▸ Given problem
Present every line of the material below as a numbered list, omitting any blank lines.

▸ Data excerpts

───

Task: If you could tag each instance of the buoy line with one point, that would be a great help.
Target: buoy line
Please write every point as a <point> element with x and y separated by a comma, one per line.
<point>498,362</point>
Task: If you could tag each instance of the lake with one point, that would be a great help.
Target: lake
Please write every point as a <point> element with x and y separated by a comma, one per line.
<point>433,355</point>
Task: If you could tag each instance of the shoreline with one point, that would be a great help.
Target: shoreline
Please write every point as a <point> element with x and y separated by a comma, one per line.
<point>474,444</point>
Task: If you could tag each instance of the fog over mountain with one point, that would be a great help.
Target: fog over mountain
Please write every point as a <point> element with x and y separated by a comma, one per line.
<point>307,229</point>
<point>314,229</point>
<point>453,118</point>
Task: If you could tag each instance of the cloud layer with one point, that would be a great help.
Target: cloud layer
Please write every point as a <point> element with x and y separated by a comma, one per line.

───

▸ Solution for this problem
1. Task: If you could tag each instance of the buoy line with one point, that would be a great help.
2. Target: buoy line
3. Please write every point as a <point> element with x and y separated by a comma, one per line.
4. <point>498,362</point>
5. Task: If you could tag each instance of the lake with one point, that would be a great help.
6. Target: lake
7. Please write every point as a <point> element with x and y separated by a comma, one per line.
8. <point>433,355</point>
9. Task: If you could tag each instance of the shoreline with one point, that would be a great help.
10. Target: shoreline
11. Please write every point as a <point> element with x and y separated by a comma, one per line.
12. <point>474,444</point>
13. Task: If you could tag each instance of the fog over mountain with one point, that would be a great help.
14. Target: fog over mountain
15. Please write every point as a <point> element with x and y separated by a comma, one per line.
16. <point>307,229</point>
17. <point>314,229</point>
18. <point>453,118</point>
19. Task: If you could tag each instance of the cloud layer with one point, that would be a great help.
20. Target: cloud layer
21. Please write every point as a <point> element with x and y separated by a comma, one per line.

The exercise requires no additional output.